## Problem description
The lines below starting at the line containing "An <instance> block" and ending at the line containing "box: [306, 348, 493, 424]" are to be repeated exactly, with both ends kept and nothing else added.

== Records supplied ==

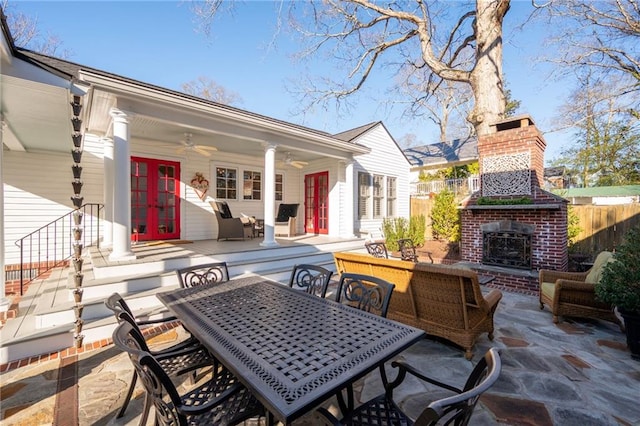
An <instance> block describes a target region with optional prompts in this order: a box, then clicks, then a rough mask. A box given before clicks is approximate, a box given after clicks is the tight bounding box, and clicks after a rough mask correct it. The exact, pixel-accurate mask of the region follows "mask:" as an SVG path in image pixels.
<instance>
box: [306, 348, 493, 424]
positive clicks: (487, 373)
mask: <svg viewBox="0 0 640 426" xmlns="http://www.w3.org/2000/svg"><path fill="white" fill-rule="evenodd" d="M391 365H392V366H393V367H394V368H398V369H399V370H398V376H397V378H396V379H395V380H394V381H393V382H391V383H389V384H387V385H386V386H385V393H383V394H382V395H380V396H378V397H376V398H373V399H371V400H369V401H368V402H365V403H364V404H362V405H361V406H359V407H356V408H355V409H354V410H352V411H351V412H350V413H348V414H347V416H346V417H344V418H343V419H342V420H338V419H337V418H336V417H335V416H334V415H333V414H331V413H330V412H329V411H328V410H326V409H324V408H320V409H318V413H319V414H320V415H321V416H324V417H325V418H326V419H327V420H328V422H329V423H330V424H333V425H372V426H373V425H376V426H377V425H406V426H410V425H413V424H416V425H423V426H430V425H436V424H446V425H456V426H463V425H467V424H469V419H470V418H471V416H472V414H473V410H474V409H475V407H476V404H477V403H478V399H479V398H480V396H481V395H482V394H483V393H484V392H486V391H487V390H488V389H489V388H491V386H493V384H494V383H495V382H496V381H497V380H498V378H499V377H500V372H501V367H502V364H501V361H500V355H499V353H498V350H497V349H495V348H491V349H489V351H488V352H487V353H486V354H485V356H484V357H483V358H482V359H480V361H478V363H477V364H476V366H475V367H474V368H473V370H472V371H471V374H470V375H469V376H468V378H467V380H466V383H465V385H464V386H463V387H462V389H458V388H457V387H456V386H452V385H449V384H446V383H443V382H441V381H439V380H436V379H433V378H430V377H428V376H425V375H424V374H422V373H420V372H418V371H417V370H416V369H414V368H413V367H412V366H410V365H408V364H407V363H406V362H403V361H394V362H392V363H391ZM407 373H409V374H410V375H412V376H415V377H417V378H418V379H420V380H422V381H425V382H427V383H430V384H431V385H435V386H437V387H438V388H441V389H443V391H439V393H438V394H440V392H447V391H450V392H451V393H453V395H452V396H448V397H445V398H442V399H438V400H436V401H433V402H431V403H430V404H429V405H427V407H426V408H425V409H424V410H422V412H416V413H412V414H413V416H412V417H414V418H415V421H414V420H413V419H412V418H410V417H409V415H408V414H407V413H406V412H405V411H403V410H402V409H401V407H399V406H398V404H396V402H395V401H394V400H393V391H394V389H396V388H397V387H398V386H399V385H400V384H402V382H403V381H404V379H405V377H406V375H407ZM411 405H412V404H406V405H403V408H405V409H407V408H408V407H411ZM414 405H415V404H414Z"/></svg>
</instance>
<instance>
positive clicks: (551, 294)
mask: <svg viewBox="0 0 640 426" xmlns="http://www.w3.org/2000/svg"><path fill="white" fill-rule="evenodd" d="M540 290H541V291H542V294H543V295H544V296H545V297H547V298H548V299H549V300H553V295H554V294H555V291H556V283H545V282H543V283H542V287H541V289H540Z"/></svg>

===
== Records supplied ==

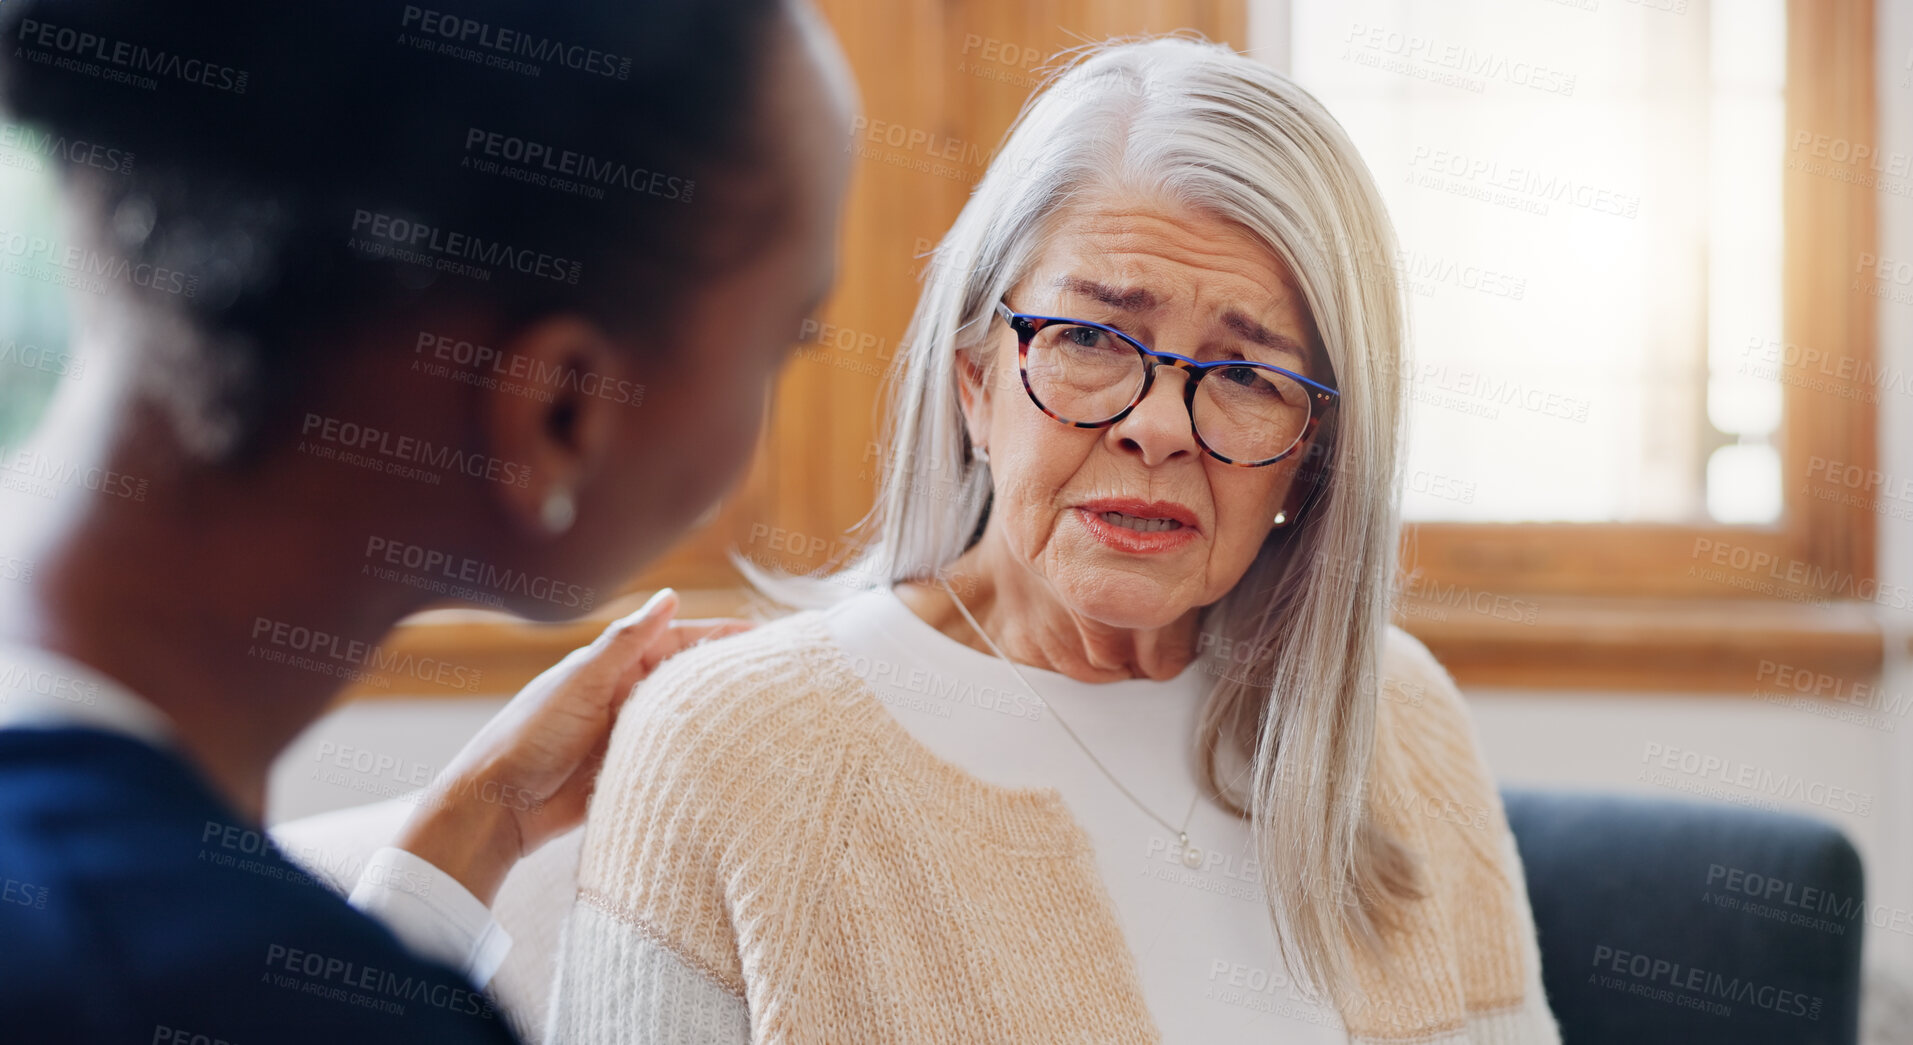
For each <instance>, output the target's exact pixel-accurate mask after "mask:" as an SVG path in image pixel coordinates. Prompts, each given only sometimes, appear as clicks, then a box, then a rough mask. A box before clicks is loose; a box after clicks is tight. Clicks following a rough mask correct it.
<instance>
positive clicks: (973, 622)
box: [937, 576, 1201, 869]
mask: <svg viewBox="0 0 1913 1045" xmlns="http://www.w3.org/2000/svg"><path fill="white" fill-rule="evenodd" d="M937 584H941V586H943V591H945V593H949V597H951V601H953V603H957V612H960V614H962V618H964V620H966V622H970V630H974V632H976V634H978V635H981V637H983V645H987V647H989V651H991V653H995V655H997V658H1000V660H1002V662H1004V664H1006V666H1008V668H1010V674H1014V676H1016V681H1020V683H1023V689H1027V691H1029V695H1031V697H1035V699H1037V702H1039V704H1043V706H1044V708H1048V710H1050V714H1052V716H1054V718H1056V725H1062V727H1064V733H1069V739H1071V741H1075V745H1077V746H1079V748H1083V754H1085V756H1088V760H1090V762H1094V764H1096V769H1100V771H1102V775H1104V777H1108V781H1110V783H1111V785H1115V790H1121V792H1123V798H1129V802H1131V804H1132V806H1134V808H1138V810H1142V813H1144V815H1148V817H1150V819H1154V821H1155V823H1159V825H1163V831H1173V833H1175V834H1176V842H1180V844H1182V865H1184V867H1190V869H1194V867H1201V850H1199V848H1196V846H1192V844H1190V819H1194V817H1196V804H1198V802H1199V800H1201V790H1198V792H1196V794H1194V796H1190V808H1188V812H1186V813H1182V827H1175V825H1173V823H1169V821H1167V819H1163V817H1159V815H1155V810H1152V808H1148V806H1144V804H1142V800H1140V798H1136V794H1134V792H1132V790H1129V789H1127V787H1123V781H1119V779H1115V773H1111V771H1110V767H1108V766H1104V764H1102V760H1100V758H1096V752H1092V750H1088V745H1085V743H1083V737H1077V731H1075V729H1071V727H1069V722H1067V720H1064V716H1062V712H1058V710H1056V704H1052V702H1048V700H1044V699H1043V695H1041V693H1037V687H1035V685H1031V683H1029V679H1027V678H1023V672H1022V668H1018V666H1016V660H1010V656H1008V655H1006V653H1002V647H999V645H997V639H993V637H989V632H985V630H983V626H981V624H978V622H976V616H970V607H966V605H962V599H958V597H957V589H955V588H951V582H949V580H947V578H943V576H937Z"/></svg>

===
== Records supplied ==

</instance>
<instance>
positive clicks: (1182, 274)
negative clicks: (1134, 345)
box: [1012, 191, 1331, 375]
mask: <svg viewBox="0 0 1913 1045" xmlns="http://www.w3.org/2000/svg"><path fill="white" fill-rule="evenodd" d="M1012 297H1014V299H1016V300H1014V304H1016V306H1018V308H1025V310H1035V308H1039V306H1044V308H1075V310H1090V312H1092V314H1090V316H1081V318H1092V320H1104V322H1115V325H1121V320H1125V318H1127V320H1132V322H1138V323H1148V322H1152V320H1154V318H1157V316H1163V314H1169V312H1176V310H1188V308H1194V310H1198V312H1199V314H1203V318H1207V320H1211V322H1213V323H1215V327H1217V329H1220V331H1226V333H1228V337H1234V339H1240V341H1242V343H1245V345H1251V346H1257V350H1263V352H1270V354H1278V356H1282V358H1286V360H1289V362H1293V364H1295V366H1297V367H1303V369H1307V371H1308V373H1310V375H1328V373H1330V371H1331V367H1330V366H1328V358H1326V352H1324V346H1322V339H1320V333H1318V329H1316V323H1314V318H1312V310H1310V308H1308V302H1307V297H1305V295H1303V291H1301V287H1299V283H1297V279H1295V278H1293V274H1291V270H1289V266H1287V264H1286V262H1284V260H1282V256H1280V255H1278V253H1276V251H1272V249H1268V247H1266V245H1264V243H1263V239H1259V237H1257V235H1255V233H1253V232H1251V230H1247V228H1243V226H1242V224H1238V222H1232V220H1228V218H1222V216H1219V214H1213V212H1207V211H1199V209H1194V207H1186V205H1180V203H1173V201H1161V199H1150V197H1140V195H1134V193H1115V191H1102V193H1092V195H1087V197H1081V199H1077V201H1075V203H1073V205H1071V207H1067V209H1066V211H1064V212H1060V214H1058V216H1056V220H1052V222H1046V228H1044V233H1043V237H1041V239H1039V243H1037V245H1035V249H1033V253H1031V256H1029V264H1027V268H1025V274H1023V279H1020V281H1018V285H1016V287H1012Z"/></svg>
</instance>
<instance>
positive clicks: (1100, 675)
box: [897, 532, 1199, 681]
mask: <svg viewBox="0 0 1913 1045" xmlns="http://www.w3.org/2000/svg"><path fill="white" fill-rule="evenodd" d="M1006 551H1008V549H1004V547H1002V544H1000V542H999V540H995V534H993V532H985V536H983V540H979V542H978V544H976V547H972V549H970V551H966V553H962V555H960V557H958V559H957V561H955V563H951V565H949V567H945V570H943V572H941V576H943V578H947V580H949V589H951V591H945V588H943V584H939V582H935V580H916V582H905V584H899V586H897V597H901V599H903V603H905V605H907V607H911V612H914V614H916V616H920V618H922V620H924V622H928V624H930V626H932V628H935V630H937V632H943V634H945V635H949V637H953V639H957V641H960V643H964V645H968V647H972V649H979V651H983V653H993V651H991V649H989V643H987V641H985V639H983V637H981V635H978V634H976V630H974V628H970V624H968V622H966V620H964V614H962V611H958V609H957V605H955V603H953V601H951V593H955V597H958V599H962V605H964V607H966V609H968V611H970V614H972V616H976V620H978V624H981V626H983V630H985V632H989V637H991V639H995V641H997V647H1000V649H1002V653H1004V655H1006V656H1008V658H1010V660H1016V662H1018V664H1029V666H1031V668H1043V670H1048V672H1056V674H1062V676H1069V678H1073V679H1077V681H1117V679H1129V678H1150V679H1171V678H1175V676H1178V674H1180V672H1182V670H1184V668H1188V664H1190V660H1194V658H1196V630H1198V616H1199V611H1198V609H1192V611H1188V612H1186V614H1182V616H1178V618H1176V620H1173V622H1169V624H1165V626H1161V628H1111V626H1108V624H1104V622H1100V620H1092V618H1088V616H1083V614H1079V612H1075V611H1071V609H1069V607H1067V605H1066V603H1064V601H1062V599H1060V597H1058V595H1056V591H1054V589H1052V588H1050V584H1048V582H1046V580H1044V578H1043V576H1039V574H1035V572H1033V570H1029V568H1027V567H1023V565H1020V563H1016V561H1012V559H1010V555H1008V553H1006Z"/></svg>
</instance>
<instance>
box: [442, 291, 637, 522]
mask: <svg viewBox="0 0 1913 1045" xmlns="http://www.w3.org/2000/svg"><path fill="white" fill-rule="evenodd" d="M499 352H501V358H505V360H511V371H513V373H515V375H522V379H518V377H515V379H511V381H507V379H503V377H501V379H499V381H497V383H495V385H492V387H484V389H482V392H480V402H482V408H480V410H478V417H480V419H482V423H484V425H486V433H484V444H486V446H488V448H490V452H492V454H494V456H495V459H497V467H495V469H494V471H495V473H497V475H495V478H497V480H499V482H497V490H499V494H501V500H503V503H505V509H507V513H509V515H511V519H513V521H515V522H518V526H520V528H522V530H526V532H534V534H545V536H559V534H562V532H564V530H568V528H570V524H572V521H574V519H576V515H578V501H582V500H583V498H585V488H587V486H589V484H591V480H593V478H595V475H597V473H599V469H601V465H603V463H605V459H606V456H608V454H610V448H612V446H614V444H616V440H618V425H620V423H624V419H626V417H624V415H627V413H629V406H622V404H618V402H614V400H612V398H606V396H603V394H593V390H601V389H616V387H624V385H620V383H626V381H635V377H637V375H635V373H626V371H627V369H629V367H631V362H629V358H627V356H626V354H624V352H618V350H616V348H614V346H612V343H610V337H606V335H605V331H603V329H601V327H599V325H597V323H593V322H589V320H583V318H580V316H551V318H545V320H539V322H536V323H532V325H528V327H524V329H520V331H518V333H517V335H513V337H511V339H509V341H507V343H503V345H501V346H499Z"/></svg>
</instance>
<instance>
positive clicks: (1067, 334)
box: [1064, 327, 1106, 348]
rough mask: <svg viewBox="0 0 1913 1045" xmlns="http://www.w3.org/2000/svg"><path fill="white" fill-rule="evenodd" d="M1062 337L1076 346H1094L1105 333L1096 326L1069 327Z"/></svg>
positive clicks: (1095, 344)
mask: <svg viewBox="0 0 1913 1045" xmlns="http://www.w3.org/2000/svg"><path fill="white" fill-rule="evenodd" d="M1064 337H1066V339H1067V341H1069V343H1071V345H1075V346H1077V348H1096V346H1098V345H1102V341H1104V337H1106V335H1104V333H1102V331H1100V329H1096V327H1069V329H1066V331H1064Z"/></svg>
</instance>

===

## Result for this exercise
An <instance> block describes a target region with optional prompts in this order: a box, then clicks, then a rough mask. A box given before clicks is approximate, a box given after clicks is the tight bounding box, and clicks after a rough mask correct it. The exact, pixel-accurate mask of the region follows "mask:" as an SVG path in image pixels.
<instance>
box: [306, 348, 493, 424]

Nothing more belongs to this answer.